- Passage provided:
________________________________________

The LJSpeech Dataset

Description

This is a public domain speech dataset consisting of 13,100 short audio clips of a single speaker reading passages from 7 non-fiction books. A transcription is provided for each clip. Clips vary in length from 1 to 10 seconds and have a total length of approximately 24 hours. The texts were published between 1884 and 1964, and are in the public domain. The audio was recorded in 2016-17 by the LibriVox project and is also in the public domain.

Specifics

Licensing

Creative Commons Zero v1.0 Universal (CC0-1.0)

https://spdx.org/licenses/CC0-1.0.html

Considerations

Restrictions/Special Constraints

N/A

Forbidden Usage

N/A

Processes

Intended Use

Text-to-speech (TTS) synthesis model training and evaluation; Neural speech synthesis benchmarking; Voice modeling, prosody, and pronunciation research; Educational and prototyping use cases for speech generation

Datasheet: The LJ Speech Dataset

Overview

Field	Details
Name	The LJ Speech Dataset
Version	1.1 (current)

________________________________________

- Exercise inputs:

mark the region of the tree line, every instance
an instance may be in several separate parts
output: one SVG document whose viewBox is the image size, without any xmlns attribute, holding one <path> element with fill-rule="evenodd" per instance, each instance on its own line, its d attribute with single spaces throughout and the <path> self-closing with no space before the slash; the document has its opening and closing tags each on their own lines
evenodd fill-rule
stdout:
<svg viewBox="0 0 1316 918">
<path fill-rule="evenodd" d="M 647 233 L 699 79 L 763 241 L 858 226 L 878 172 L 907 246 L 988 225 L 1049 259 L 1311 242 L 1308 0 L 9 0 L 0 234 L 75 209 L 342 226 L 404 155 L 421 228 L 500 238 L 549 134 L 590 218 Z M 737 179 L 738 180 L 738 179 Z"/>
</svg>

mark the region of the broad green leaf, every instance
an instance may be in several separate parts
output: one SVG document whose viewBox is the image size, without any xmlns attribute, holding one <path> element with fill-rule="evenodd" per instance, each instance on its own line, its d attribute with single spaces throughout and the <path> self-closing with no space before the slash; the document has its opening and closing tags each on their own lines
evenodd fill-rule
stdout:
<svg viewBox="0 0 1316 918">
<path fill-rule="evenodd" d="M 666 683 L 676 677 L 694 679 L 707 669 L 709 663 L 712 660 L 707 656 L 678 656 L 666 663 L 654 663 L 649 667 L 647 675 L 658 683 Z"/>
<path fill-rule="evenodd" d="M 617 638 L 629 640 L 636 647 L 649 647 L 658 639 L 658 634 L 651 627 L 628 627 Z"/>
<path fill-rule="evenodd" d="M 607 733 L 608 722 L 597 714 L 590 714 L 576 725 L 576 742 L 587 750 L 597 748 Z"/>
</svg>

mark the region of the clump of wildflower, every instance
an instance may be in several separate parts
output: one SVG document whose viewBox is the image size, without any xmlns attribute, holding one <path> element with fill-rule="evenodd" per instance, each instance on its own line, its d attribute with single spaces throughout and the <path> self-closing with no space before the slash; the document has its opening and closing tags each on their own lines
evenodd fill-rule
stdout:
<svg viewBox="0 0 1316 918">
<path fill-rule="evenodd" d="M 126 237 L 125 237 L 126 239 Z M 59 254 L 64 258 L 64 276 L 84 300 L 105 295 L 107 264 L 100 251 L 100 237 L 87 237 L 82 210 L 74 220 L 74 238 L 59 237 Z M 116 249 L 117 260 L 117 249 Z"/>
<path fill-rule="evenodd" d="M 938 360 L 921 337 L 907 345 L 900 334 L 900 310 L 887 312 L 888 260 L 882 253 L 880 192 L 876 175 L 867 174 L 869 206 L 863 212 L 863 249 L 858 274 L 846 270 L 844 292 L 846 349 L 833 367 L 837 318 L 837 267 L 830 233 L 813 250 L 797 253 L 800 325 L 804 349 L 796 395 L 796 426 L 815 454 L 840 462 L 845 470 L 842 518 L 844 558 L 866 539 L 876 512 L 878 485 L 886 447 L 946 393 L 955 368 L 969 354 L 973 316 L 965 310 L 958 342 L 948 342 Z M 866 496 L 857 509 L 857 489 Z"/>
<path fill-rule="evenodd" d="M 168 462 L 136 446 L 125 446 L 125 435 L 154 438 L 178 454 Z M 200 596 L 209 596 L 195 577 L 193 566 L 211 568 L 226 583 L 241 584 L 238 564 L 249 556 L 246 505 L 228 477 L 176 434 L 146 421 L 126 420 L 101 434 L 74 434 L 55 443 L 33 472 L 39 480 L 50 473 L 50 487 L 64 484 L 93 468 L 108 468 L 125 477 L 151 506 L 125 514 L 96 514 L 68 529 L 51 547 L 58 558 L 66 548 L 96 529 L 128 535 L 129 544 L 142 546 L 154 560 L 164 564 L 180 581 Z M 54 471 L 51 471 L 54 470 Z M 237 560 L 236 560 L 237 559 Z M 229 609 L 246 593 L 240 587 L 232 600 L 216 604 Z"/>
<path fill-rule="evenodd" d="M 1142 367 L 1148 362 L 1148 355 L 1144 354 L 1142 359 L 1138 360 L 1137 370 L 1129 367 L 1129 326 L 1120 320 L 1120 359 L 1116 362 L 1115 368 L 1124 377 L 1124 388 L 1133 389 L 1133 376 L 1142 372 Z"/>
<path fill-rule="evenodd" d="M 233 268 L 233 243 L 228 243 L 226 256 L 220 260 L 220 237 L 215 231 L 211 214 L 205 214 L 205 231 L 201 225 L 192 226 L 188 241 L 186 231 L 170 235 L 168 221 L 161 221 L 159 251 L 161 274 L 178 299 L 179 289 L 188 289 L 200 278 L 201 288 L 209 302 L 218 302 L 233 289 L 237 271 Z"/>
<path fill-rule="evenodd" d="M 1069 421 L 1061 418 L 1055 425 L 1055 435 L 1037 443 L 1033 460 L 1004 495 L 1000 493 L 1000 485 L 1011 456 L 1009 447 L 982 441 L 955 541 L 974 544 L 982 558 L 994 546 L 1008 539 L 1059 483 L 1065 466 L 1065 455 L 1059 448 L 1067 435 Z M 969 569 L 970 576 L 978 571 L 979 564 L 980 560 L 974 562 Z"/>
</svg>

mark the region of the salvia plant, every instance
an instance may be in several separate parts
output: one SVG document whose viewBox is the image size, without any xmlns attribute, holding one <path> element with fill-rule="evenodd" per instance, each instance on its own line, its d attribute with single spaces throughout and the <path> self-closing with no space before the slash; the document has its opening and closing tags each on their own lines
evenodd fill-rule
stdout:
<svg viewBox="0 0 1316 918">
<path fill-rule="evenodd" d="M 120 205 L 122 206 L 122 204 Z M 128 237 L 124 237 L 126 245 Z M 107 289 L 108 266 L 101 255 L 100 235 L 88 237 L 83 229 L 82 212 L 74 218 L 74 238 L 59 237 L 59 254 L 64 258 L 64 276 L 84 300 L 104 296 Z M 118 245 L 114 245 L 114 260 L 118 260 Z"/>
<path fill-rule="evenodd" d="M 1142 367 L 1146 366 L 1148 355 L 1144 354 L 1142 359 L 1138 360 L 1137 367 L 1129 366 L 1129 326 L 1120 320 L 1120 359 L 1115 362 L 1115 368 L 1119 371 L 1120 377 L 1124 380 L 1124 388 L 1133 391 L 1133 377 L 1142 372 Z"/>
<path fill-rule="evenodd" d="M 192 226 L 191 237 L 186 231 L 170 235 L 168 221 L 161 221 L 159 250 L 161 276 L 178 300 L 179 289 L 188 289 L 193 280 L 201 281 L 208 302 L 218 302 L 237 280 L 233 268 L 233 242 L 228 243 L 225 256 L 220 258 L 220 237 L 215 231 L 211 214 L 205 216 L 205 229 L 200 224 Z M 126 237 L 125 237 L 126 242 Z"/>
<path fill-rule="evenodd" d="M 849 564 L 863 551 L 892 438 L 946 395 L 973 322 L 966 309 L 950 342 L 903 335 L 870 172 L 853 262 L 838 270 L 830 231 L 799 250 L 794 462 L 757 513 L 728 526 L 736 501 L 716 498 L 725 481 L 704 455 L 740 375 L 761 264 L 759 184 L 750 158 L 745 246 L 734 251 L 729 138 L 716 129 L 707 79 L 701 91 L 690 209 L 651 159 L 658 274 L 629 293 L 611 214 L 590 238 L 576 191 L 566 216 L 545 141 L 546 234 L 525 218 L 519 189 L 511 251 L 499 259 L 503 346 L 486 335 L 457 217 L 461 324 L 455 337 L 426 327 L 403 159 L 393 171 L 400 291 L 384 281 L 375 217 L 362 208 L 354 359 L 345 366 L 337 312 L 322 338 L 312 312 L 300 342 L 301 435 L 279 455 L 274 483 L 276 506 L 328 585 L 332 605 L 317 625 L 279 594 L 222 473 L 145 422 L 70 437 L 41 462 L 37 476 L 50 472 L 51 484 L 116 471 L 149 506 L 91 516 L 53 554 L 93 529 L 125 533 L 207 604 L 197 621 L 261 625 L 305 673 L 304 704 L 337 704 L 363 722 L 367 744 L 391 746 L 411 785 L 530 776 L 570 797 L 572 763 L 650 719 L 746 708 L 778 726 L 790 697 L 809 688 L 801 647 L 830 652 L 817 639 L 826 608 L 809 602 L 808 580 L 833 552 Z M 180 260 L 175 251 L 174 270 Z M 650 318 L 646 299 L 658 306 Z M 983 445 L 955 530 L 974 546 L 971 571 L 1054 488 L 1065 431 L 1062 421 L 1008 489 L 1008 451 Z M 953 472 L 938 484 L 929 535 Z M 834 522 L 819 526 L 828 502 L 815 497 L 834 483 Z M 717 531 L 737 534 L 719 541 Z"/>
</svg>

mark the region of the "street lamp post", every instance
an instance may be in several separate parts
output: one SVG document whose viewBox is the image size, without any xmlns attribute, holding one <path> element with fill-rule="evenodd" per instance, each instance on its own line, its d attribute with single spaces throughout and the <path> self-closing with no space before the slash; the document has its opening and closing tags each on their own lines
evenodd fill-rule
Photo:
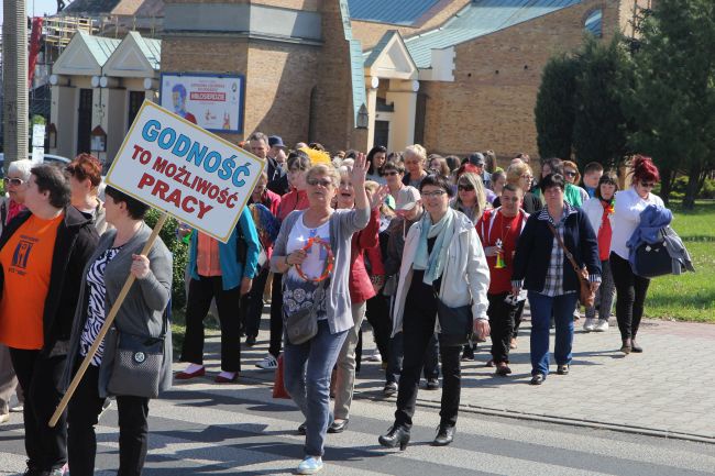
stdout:
<svg viewBox="0 0 715 476">
<path fill-rule="evenodd" d="M 4 167 L 28 158 L 28 14 L 25 0 L 3 0 L 2 129 Z"/>
</svg>

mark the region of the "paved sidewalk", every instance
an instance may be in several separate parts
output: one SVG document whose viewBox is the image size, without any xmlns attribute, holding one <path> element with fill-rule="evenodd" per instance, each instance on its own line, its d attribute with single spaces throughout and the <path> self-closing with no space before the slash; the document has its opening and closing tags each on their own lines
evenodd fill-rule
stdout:
<svg viewBox="0 0 715 476">
<path fill-rule="evenodd" d="M 645 352 L 625 356 L 618 352 L 615 320 L 605 333 L 584 333 L 582 323 L 576 323 L 571 373 L 557 375 L 552 365 L 539 387 L 528 385 L 528 321 L 519 347 L 512 351 L 509 377 L 494 376 L 484 366 L 491 343 L 480 344 L 476 361 L 462 363 L 463 410 L 715 443 L 715 325 L 646 320 L 638 335 Z M 243 379 L 272 381 L 272 372 L 254 366 L 265 355 L 267 339 L 262 330 L 258 345 L 243 347 Z M 380 364 L 365 362 L 374 346 L 371 333 L 364 332 L 363 340 L 355 398 L 382 399 L 384 373 Z M 422 389 L 419 402 L 439 405 L 440 395 Z"/>
</svg>

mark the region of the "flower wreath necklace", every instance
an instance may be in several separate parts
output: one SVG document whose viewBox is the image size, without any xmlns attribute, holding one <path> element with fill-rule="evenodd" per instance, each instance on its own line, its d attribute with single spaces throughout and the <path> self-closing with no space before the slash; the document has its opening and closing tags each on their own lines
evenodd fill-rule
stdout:
<svg viewBox="0 0 715 476">
<path fill-rule="evenodd" d="M 304 218 L 305 218 L 305 214 L 304 214 Z M 326 223 L 329 223 L 329 222 L 330 222 L 330 218 L 328 218 L 328 221 L 326 221 Z M 318 246 L 321 247 L 320 256 L 321 257 L 324 256 L 324 258 L 323 258 L 324 259 L 324 265 L 323 265 L 322 273 L 320 274 L 320 276 L 310 277 L 310 276 L 308 276 L 308 275 L 306 275 L 304 273 L 302 267 L 299 264 L 296 264 L 296 273 L 298 273 L 298 276 L 300 276 L 306 281 L 320 283 L 322 280 L 328 279 L 328 277 L 330 277 L 330 274 L 332 273 L 332 268 L 333 268 L 333 266 L 336 264 L 336 257 L 334 257 L 334 255 L 332 253 L 332 247 L 330 246 L 330 242 L 327 241 L 327 240 L 323 240 L 323 239 L 321 239 L 320 236 L 317 235 L 318 229 L 320 226 L 324 225 L 326 223 L 321 223 L 317 228 L 310 229 L 310 237 L 306 242 L 306 245 L 302 247 L 302 251 L 305 251 L 308 254 L 312 252 L 312 246 L 314 245 L 318 245 Z M 304 221 L 304 225 L 305 225 L 305 221 Z"/>
</svg>

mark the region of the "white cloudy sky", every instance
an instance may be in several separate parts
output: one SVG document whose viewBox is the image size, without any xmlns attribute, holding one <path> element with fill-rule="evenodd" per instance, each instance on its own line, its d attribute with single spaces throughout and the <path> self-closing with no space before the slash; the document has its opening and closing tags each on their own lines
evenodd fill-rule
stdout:
<svg viewBox="0 0 715 476">
<path fill-rule="evenodd" d="M 20 0 L 19 0 L 20 1 Z M 69 4 L 70 2 L 65 0 L 65 3 Z M 43 16 L 45 13 L 52 14 L 57 11 L 57 0 L 25 0 L 28 5 L 28 16 Z M 2 7 L 0 5 L 0 23 L 2 23 L 3 12 Z"/>
</svg>

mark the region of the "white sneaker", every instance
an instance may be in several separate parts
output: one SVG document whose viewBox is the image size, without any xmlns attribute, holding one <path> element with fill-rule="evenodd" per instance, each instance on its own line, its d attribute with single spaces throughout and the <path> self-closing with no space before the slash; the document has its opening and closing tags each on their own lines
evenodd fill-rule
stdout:
<svg viewBox="0 0 715 476">
<path fill-rule="evenodd" d="M 263 361 L 255 364 L 256 367 L 263 368 L 264 370 L 275 370 L 278 368 L 278 361 L 273 355 L 266 355 Z"/>
<path fill-rule="evenodd" d="M 593 328 L 596 332 L 606 332 L 608 330 L 608 321 L 605 319 L 598 319 L 598 323 Z"/>
</svg>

________________________________________

- Directives:
a) List every intended use that the LJ Speech datasheet gives for the dataset.
b) In the records, update the part that opens with the line containing "mark the region of the clump" and closes with the line containing "237 L 126 239" by replacing "wildflower" with "clover", leaving all else unchanged.

- Final answers:
a)
- Text-to-speech (TTS) synthesis model training and evaluation
- Neural speech synthesis benchmarking
- Voice modeling, prosody, and pronunciation research
- Educational and prototyping use cases for speech generation

b)
mark the region of the clump of clover, every instance
an instance may be in several separate parts
output: one SVG document whose viewBox is the image size, without any xmlns attribute, holding one <path> element with fill-rule="evenodd" per instance, each instance on its own line, its d attribute with single spaces throughout and the <path> self-closing with no space before the slash; the document has its opening and closing tags each on their own lines
evenodd fill-rule
stdout:
<svg viewBox="0 0 1316 918">
<path fill-rule="evenodd" d="M 126 237 L 125 237 L 126 239 Z M 59 254 L 64 258 L 64 276 L 84 300 L 105 295 L 107 264 L 100 251 L 100 237 L 87 237 L 82 210 L 74 220 L 74 238 L 59 237 Z M 116 249 L 117 260 L 117 249 Z"/>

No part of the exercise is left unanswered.